* START Text passage *

I don't care what accolades are poured upon Penn, this is Bacon's moment
to shine, and his now-fortysomething features have coalesced into a visage
ripe with expressiveness. I've found him nothing but bland in previous
years, but his silent discomfort as he gets closer to an answer is worlds
more compelling than the theatrics that snag Penn an Oscar® nomination
just about every other year.
Eastwood's
just about lost us when we witness Jimmy's vigilante tactics potentially
working at cross-purposes with the truth, and even when it becomes clear
that River's moral is about living with the consequences of one's
actions, this theme's been more than adequately communicated long before
Eastwood drop the curtain. He's reaching for some sort of elegiac effect
as it drones on, and it's possible he got caught up in his own Oscar®-ly
aspirations. The end result is fulsome and supererogatory, and only partly
as great as it could've been.

There is probably no greater
sadness than your children preceding you in death, an utterly unnatural
twisting of the intended order of things, and it is for that reason that
filmmakers must find it such a rich source of material. As far away as
Belgium the Dardenne brothers (Jean-Pierre and Luc) composed their own
account of kindercidal woe last year, and The Son is finally making
the rounds on this continent, a film that proves once again that at least
the Europeans are familiar with the benefits of restraint.
On
the flip side, however, their oft-smaller budgets (and hence smaller financial
risks) allow for greater leeway in creative presentation, and Son
seems to take a page from Dogme95's book with its obtrusive hand-held
camerawork. In this case the camera's virtually always hovering over the
shoulder of its central character, procluding any establishing shots that
might give us a better sense of spatial relations. Always having the same
head filling the jostling frame at all times makes for a potentially claustrophobic
experience (think Blair Witch Project) but there's definitely enough
intrigue to keep you in your seat.
It
also feels highly intrusive when our subject is a man who's son was murdered
five years prior and then discovers his child's teenage killer might be
his new carpentry apprentice. Olivier's a teacher at a trades school,
an effective if curt instructor, and we slowly piece together that his
marriage did not survive the loss of their offspring (the Dardennes exhibit
a marked allergy to straightforward expository dialogue). Through his
strong prescription glasses magnify his eyes on screen, Olivier's pretty
much impossible to read, and maybe just as likely to follow Jimmy's route
in Mystic River when he realizes his fortuitous opportunity.

* END Text passage *
* START Material provided *

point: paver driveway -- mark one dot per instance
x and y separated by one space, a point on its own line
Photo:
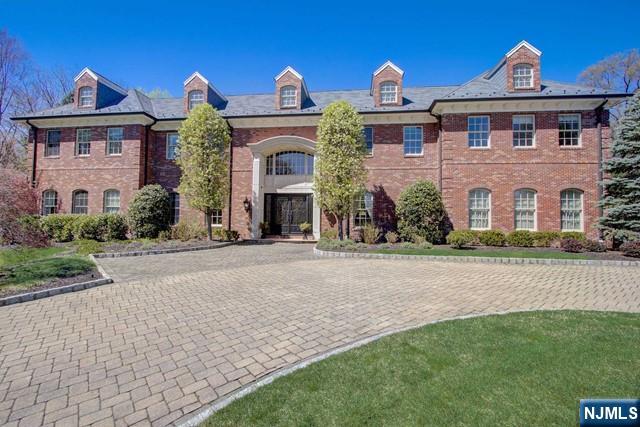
156 349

* END Material provided *

# What to do
Please carry on the film review above from its final sentence, keeping its voice and tone.

# Task result
Like
River's milieu, as well as the Dardennes' brilliant previous feature
Rosetta (winner of the Palme d'Or at Cannes), this is a very working-class
world The Son explores, and whose inhabitants also need time to
make sense of their impulses. Olivier secretly and endlessly stares at
Francis (Morgan Marinne) napping in the locker room before finally offering
him a spot in his class, and though he's a perfectly professional teacher
these first days, he also follows him home to ascertain his current whereabouts.
Whereas he tries to intervene on behalf of one student whose junkie mother
pulls him from the school, he also lifts Francis' keys one afternoon to
get a quick look at his living situation. There's something Olivier wants
to know about this person who altered his life so drastically - or else
it's a case of "keep your enemies closer."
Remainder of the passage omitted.